PROMPT:
The entries below are to be printed again word for word.

PROVIDED ENTRIES:
= = =
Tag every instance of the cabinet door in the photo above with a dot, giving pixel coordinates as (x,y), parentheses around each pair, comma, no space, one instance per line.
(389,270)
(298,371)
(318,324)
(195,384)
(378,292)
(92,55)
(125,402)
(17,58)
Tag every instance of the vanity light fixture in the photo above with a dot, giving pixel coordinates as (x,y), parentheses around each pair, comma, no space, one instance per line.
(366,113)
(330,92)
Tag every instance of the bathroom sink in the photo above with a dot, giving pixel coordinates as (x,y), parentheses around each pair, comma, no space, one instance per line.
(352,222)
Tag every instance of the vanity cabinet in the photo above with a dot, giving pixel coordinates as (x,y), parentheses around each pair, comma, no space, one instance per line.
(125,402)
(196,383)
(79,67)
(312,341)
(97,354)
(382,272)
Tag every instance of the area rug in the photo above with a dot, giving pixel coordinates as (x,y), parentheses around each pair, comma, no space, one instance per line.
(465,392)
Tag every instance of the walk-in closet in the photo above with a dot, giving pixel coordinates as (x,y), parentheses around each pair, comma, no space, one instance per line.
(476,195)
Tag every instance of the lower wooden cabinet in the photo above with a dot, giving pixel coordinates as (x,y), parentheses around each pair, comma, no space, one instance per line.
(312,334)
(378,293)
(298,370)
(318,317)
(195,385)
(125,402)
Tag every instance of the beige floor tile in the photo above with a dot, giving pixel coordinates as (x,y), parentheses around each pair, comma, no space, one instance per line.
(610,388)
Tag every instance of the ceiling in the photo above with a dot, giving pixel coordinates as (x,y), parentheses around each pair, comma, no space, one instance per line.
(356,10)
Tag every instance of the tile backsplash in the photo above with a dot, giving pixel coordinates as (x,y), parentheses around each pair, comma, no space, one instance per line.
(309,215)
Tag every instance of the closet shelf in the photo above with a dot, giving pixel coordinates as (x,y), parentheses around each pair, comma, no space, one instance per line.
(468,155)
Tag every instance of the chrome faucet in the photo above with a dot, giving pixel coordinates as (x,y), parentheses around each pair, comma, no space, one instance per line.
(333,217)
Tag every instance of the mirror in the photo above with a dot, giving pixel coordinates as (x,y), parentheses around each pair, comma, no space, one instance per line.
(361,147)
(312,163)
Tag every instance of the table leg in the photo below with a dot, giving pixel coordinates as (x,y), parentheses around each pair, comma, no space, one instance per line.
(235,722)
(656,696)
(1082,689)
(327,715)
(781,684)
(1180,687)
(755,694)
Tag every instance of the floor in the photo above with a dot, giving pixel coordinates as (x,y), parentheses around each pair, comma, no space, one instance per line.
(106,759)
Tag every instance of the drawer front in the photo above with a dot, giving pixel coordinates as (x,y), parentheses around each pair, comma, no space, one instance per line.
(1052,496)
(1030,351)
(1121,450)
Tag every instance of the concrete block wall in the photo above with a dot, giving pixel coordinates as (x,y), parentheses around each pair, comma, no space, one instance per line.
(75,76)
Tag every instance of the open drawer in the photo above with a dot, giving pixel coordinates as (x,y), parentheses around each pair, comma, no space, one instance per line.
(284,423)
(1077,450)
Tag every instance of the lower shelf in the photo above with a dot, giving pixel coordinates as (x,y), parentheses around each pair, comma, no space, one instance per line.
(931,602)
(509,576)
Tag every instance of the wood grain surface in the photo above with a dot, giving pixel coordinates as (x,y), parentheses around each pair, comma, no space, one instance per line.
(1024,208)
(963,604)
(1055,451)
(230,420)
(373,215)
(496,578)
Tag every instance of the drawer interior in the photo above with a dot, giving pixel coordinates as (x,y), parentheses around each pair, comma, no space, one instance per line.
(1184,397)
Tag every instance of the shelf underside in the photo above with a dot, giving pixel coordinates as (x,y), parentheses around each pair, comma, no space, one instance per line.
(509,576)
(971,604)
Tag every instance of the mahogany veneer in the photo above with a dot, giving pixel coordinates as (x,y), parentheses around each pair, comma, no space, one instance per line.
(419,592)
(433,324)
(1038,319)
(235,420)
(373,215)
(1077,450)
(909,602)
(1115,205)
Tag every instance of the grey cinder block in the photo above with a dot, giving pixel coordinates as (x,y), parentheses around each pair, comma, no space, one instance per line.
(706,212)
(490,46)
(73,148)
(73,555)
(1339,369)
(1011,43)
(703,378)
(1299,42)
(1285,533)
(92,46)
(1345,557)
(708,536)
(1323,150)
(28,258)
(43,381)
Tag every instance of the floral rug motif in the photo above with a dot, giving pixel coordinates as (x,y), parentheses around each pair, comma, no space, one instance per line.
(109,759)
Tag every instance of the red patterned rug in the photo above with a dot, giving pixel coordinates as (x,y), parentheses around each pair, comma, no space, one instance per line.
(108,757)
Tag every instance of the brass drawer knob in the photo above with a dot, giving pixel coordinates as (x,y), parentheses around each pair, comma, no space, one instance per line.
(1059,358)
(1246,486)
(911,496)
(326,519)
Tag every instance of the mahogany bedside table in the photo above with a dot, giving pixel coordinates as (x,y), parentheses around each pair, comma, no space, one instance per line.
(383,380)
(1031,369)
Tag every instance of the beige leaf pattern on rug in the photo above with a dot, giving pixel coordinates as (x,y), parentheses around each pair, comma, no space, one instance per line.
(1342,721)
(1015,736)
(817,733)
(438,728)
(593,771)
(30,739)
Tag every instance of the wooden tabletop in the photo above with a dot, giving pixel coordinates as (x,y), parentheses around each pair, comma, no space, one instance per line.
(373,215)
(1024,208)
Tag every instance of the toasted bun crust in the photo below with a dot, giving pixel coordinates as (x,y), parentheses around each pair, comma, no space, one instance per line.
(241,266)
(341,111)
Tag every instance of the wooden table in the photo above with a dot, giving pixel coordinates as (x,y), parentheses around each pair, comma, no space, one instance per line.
= = =
FINAL ANSWER:
Tag every instance of the cabinet door in the photo above with a dot, giving pixel coordinates as (x,y), parentheses around each pair, comma, no space, one instance per line.
(389,270)
(298,371)
(318,324)
(195,384)
(378,292)
(92,55)
(125,402)
(17,58)
Tag every instance of the vanity light fixture in the photo above with a dot, giving pixel coordinates as (x,y), parentheses around each pair, comma, no space, one instance per line.
(366,113)
(330,92)
Tag every instance of the bathroom sink in the photo above with a dot, giving pixel coordinates as (x,y), parentheses around each pair, comma, no space, one instance per line.
(352,222)
Tag every instance of the vanity cabinet in the photo above with a dot, giving pixel coordinates as (x,y), parentheses around each pair, comma, no space, one instance per line.
(125,402)
(196,383)
(79,67)
(312,341)
(97,354)
(382,272)
Tag every instance of the area rug in the photo above with a dot, giving pixel coordinates as (x,y), parentheses around each pair, comma, no space, one instance per line.
(465,392)
Tag every instance of the walk-in closet in the photo above with a dot, giving pixel coordinates as (x,y), parentheses around each pair, comma, no space, one instance per line.
(476,195)
Tag every instance of the lower wooden cabinet in the photo above with a dot, giving pixel coordinates as (x,y), parentheses around each pair, comma, no space, one instance per line.
(312,334)
(378,293)
(298,370)
(318,317)
(195,385)
(125,402)
Tag every instance of the beige floor tile in the photo above with a dot, giving pixel coordinates as (x,y), parentheses around each pair, comma, no space, one instance per line.
(610,388)
Tag every instance of the ceiling in the photo above with a dot, giving pixel coordinates as (x,y), parentheses around each pair, comma, no space, one instance per line.
(356,10)
Tag every instance of the tile backsplash in the photo above with a dot, giving pixel coordinates as (x,y), parentheses around each pair, comma, no space, one instance per line.
(309,215)
Tag every instance of the closet shelf in the photo above with a dot, giving pixel coordinates as (x,y), parentheses around each pair, comma, no space, one instance per line.
(468,155)
Tag every instance of the chrome faucet in the photo above with a dot, giving pixel coordinates as (x,y), parentheses around each pair, comma, no space, one instance per line.
(333,217)
Tag every instance of the mirror in the photo above with a dot, giving pixel coordinates as (x,y), parentheses around each pair, comma, no space, one instance per line.
(361,147)
(312,163)
Tag every instance of the table leg in the photo below with a dot, giving pixel coordinates as (x,y), parentheses around each pair, comma, no space, one instance per line.
(235,722)
(656,696)
(1082,689)
(327,715)
(781,684)
(1180,687)
(755,694)
Tag every instance of the floor in the photo above with a dot, giving pixel coordinates as (x,y), parentheses around each pair, comma, no space, one instance per line.
(106,759)
Tag every instance of the drawer front in the photo above with a dot, giving pixel coordinates as (x,y), parentheses around each pair, comma, no space, one instance per line.
(1052,496)
(1030,351)
(1121,450)
Tag every instance of the concrete block wall in the photo above with a dot, giving pixel coordinates as (x,y), parentheses around each pair, comma, no space, one instance per line.
(75,76)
Tag every instance of the open drawer in the photo above with a dot, giving pixel coordinates as (x,y), parentheses around each pair, comma, no space, one instance per line.
(284,423)
(1077,450)
Tag every instance of the lower shelf in the photo above with a dot, giving pixel coordinates as (x,y), parentheses around each pair, comma, no space, one instance per line.
(931,602)
(509,576)
Tag every instance of the wood grain surface in the photo above with a dot, giving pixel coordinates as (x,y), parentheses around each pair, comma, no space, one instance per line.
(1024,208)
(963,604)
(1055,451)
(230,420)
(373,215)
(496,578)
Tag every instance of the drawer interior in the photo above with a dot, giving pixel coordinates as (x,y), parentheses around each pair, comma, no space, one instance per line.
(1184,397)
Tag every instance of the shelf underside in the photo above with a dot, giving pixel coordinates as (x,y), parentheses around each pair, comma, no space, one instance per line.
(509,576)
(971,604)
Tag every instance of the mahogany veneer in the photo above with a dot, giving pixel coordinates as (x,y), parentheses around each pair, comma, no space, one instance per line.
(419,592)
(433,324)
(1038,319)
(235,420)
(373,215)
(1077,450)
(909,602)
(1115,205)
Tag every instance of the grey cinder block in the photo above with a dot, giving pixel coordinates as (x,y), parentheses around each pair, comma, no space, one instance per line.
(706,212)
(490,46)
(73,148)
(73,555)
(1339,369)
(1011,43)
(703,378)
(1299,42)
(1285,533)
(92,46)
(1345,557)
(708,536)
(1323,150)
(28,258)
(43,381)
Tag every instance of the floral rug motif in the photo above with a dot, giving pixel coordinates as (x,y), parentheses around each pair, comma, no space, one instance per line.
(109,759)
Tag every instance of the red patterned rug in the photo above with a dot, giving pixel coordinates as (x,y), parentheses around each pair, comma, no space, one instance per line.
(108,757)
Tag every instance of the brass drawer knob in the photo above with a dot, giving pixel coordinates as (x,y), parentheses around each pair, comma, no space, one instance per line.
(1059,358)
(1246,486)
(911,496)
(326,519)
Tag every instance of the mahogany bedside table in the photo above with a dot, giving pixel coordinates as (x,y), parentheses around each pair, comma, no space, one instance per line.
(383,380)
(1031,369)
Tag every instance of the beige leaf pattern on rug in the photo above with a dot, giving pixel coordinates as (x,y), parentheses around each pair, comma, no space, one instance per line.
(1342,721)
(1015,736)
(817,733)
(438,728)
(593,771)
(30,739)
Tag every instance of the wooden tabletop in the photo above with a dot, giving pixel coordinates as (x,y), parentheses around each pair, comma, no space, one instance per line.
(373,215)
(1024,208)
Tag every instance of the toasted bun crust in the photo below with a dot, giving pixel coordinates as (x,y), parentheses around each pair, comma, no space, one instance per line.
(241,266)
(341,111)
Tag every instance of the wooden table in the photo above with a dot, giving pixel coordinates as (x,y), parentheses around each pair, comma, no space, one instance per line.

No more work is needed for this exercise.